> **Page excerpt**
--------------------
In the words of the client, drug company Gilead, this bold campaign – to encourage people with HIV to care about their long-term health – "pushed the team’s comfort levels to the limit". But it proved a hugely successful way to tackle a challenging topic.
The campaign targeted middle-aged gay men and wanted to reframe the narrative, away from 'life support' to a more upbeat message about improving future health and happiness.
In a video, HIV-positive comedian, drag queen and gay-rights activist Panti Bliss leads a revolt during an in-flight safety demonstration, urging her fellow HIV-positive passengers to take control of their own future health rather than let others dictate to them.
Content was hosted on a website giving advice on ageing, wealth, health, finances, sex and relationships, written in the tone of magazine editorial using the flight theme. The site directs people to a 'health MOT' self-assessment tool, which was completed by 7,111 people.
--------------------
> **Information shown**
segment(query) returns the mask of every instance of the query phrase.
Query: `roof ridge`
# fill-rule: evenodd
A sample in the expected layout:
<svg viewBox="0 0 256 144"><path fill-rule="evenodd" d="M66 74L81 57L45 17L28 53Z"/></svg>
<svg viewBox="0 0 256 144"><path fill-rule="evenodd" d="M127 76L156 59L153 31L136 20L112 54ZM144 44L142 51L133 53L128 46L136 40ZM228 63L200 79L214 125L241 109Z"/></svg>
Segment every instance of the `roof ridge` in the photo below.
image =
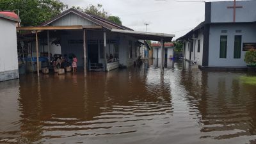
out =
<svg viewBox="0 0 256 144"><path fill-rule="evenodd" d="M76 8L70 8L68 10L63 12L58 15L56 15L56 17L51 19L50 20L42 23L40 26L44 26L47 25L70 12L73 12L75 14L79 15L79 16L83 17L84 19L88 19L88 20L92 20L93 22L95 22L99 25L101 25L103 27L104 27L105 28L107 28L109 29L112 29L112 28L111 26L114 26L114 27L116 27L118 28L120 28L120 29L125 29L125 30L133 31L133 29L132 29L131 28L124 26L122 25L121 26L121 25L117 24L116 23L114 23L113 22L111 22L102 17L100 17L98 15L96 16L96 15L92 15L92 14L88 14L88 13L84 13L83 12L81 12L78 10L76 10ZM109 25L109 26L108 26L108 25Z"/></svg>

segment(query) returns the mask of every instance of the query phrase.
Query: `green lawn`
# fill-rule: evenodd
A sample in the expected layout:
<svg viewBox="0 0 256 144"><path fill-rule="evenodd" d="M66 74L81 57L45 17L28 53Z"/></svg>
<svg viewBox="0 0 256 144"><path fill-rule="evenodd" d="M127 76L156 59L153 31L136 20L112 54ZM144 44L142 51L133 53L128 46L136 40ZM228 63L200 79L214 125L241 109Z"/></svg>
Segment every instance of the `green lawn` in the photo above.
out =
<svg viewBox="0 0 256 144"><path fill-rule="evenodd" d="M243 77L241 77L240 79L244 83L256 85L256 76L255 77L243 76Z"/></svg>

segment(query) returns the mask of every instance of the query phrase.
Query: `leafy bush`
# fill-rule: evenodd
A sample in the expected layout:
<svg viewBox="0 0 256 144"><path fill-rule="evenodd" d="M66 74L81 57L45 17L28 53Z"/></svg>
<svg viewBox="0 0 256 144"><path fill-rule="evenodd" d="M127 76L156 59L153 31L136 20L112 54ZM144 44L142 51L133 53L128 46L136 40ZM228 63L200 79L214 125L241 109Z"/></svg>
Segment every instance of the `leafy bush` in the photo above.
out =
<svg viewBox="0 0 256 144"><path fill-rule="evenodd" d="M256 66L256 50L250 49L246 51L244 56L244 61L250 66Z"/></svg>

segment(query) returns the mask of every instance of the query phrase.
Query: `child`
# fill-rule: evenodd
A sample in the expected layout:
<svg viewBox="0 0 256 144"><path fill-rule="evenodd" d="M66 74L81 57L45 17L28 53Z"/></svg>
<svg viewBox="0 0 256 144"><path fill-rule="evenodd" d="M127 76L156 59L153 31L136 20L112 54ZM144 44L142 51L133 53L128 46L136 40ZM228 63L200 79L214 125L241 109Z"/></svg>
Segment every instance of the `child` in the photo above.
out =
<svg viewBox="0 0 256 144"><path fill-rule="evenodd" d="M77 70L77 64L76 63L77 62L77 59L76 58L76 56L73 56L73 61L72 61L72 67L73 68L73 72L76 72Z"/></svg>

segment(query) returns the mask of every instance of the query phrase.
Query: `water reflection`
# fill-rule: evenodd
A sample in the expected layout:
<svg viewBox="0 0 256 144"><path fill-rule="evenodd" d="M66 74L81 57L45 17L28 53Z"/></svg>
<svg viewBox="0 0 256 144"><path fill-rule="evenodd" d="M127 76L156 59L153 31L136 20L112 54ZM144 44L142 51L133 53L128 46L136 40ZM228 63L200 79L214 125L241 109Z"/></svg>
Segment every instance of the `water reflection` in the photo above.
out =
--------------------
> **Task set**
1. According to the campaign description, how many people completed the 'health MOT' self-assessment tool?
2. Echo the stretch of the campaign description from "The campaign targeted" through "dictate to them.".

> **Response list**
1. 7,111 people.

2.
The campaign targeted middle-aged gay men and wanted to reframe the narrative, away from 'life support' to a more upbeat message about improving future health and happiness.
In a video, HIV-positive comedian, drag queen and gay-rights activist Panti Bliss leads a revolt during an in-flight safety demonstration, urging her fellow HIV-positive passengers to take control of their own future health rather than let others dictate to them.